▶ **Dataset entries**

»»

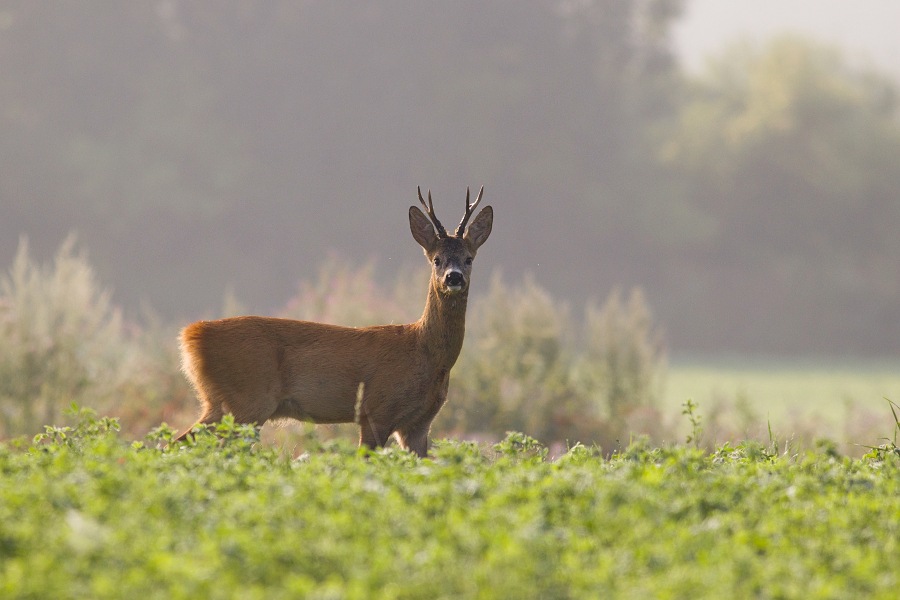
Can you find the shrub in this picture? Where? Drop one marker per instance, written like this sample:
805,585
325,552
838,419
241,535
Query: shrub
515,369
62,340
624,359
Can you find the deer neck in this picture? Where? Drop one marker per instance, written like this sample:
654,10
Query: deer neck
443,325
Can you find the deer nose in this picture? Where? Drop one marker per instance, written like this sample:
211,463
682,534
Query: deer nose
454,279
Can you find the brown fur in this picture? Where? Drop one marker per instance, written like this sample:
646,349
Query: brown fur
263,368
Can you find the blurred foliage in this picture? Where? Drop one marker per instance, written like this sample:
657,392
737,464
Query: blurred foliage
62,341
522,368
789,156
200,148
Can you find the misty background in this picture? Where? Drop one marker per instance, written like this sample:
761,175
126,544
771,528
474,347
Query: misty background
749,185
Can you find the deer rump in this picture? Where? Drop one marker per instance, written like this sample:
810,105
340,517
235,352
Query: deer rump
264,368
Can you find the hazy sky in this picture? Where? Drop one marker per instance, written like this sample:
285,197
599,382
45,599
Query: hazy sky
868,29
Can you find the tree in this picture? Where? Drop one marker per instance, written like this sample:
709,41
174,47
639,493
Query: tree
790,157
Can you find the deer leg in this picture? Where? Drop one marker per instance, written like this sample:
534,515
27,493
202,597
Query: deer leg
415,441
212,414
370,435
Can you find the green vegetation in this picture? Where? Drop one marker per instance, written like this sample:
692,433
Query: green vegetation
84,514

««
»»

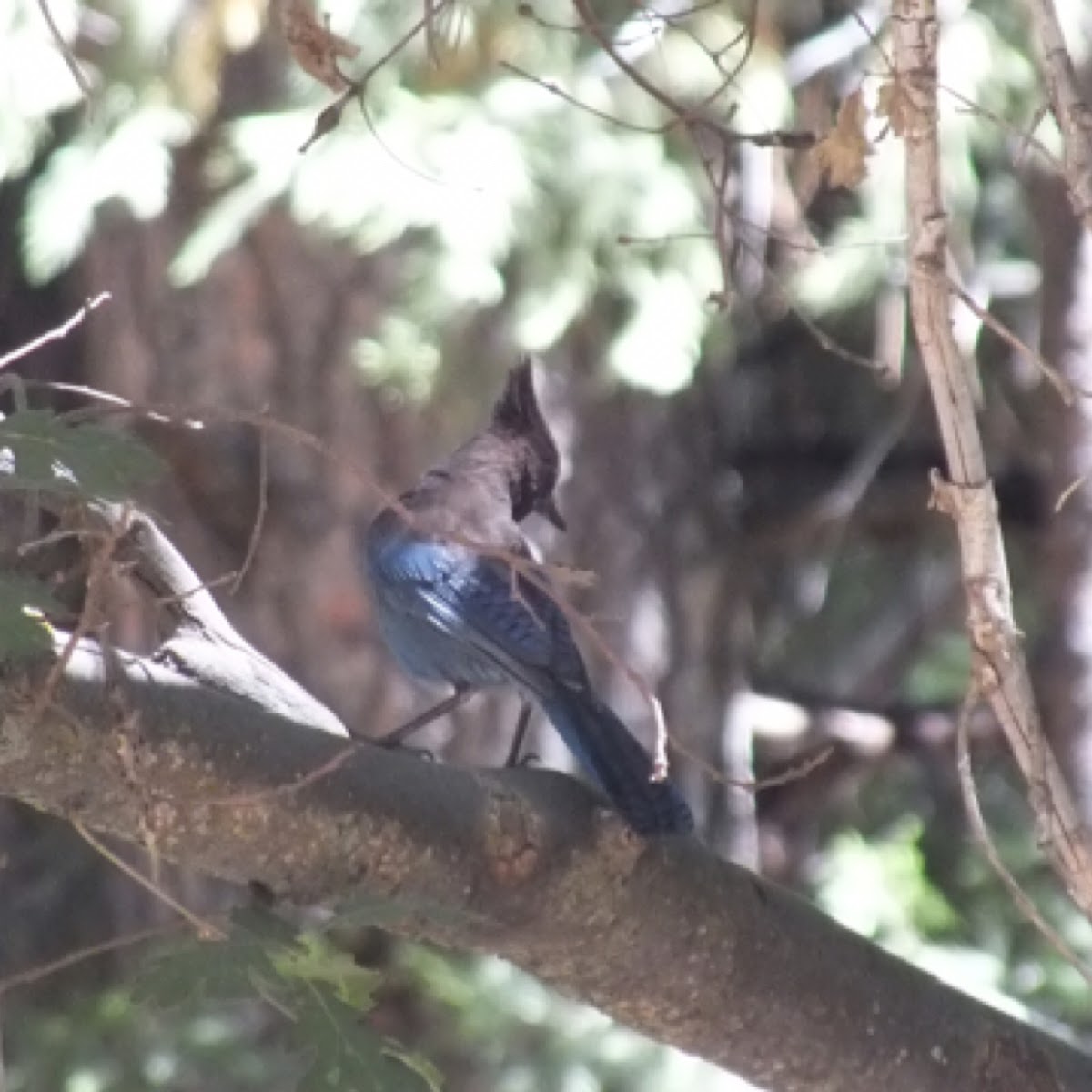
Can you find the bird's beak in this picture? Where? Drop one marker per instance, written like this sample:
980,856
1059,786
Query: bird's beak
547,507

««

▶ **Written problem**
Find each line in the material above that contains the string "hazy", and copy those lines. Treat the match as case-sensitive.

▶ **The completed task**
Can you find the hazy sky in this picture? Where? Drop one marker per instance, written like this sample:
Query: hazy sky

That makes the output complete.